● Sobre el ejercicio
Copia íntegro y sin ningún cambio el fragmento sobre el contexto de la sublevación catalana de 1640.

● Fragmento proporcionado
● ● ●

En cuanto al contexto internacional, Europa se veía inmersa en un conflicto bélico de gran envergadura: la Guerra de los 30 años (1618-1648), que concluyó con la paz de Westfalia, en la que Francia se alzaría como clara vencedora de la contienda. Este país había declarado la guerra a la Monarquía Hispánica en 1635, motivo por el que Olivares abrió un nuevo frente militar en Cataluña.
La estancia del ejército del rey acarreó múltiples inconvenientes que derivaron en altercados entre campesinos y soldados y acabó precipitando la sublevación de 1640. Además, la sociedad catalana se negó a alojar y mantener a estos últimos en sus respectivos hogares, lo que suscitó nuevamente un entorno hostil. A esta delicada circunstancia se sumaba la precariedad económica que sufría el gobierno catalán en torno a 1638, debido a una mala gestión administrativa.

● ● ●

● Datos proporcionados

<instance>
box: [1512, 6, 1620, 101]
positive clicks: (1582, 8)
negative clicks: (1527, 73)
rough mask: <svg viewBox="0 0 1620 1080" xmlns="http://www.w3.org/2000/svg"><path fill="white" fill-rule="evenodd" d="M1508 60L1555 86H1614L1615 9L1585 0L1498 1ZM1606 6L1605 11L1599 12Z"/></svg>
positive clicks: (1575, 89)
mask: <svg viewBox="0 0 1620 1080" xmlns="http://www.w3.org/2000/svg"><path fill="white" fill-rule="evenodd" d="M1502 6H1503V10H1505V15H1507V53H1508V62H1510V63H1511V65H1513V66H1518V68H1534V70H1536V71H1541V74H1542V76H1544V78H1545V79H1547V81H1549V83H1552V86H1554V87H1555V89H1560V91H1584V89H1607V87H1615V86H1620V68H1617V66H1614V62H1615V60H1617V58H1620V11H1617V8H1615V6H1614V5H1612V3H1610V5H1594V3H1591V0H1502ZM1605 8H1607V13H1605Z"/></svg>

● ● ●

● Solución de la tarea
En cuanto al contexto internacional, Europa se veía inmersa en un conflicto bélico de gran envergadura: la Guerra de los 30 años (1618-1648), que concluyó con la paz de Westfalia, en la que Francia se alzaría como clara vencedora de la contienda. Este país había declarado la guerra a la Monarquía Hispánica en 1635, motivo por el que Olivares abrió un nuevo frente militar en Cataluña.
La estancia del ejército del rey acarreó múltiples inconvenientes que derivaron en altercados entre campesinos y soldados y acabó precipitando la sublevación de 1640. Además, la sociedad catalana se negó a alojar y mantener a estos últimos en sus respectivos hogares, lo que suscitó nuevamente un entorno hostil. A esta delicada circunstancia se sumaba la precariedad económica que sufría el gobierno catalán en torno a 1638, debido a una mala gestión administrativa.